(Items listed in a dataset)
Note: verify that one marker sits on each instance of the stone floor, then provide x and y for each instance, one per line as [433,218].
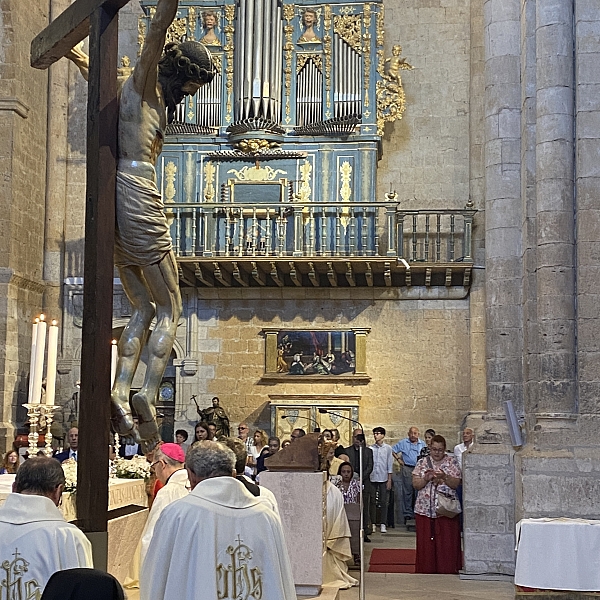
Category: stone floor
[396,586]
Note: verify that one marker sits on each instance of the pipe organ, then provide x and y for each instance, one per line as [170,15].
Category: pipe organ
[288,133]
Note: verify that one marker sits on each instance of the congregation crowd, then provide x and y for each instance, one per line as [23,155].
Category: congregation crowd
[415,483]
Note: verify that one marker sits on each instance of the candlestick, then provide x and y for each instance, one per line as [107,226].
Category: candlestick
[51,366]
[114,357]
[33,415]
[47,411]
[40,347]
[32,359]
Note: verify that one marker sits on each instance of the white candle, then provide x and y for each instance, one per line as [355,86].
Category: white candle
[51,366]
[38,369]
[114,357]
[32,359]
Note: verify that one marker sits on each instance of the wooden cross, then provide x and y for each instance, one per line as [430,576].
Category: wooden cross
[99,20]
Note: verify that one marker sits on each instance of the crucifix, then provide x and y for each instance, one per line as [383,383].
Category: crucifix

*Exercise instructions*:
All entries should be restated word for word; no images belong in the copy.

*Result*:
Note: verify that one marker sits on each instance of the stone floor, then provide x and y for each instance, one per line as [433,218].
Category: stone floor
[396,586]
Note: verify that one marker sits on each instance of the pipe organ, then provide x and y for each instance, one per line as [170,15].
Category: pipe organ
[288,133]
Note: verify that one marker sits on each instance of the congregation crowd, then provide x and y for each instance, one per line as [23,155].
Category: congregation crowd
[415,483]
Note: verify that one marker sits on each instance of the candlestick, then provide x and y for each instance, one per line as [107,226].
Category: candlestick
[51,366]
[114,357]
[33,415]
[47,411]
[40,347]
[32,359]
Note: verify that one marker sits on each instance of the white candle, then provide x and y for each instance, one per line as [355,86].
Category: white candle
[51,366]
[38,369]
[114,357]
[32,359]
Note: verify that one marker sits on each instance of the wooden cross, then provide x and y for each instance, one per line as [430,576].
Category: wooden cross
[99,20]
Note: verify that one marker sits on each instance of the crucifix, then provide x and y for each instance, one per line as [383,383].
Category: crucifix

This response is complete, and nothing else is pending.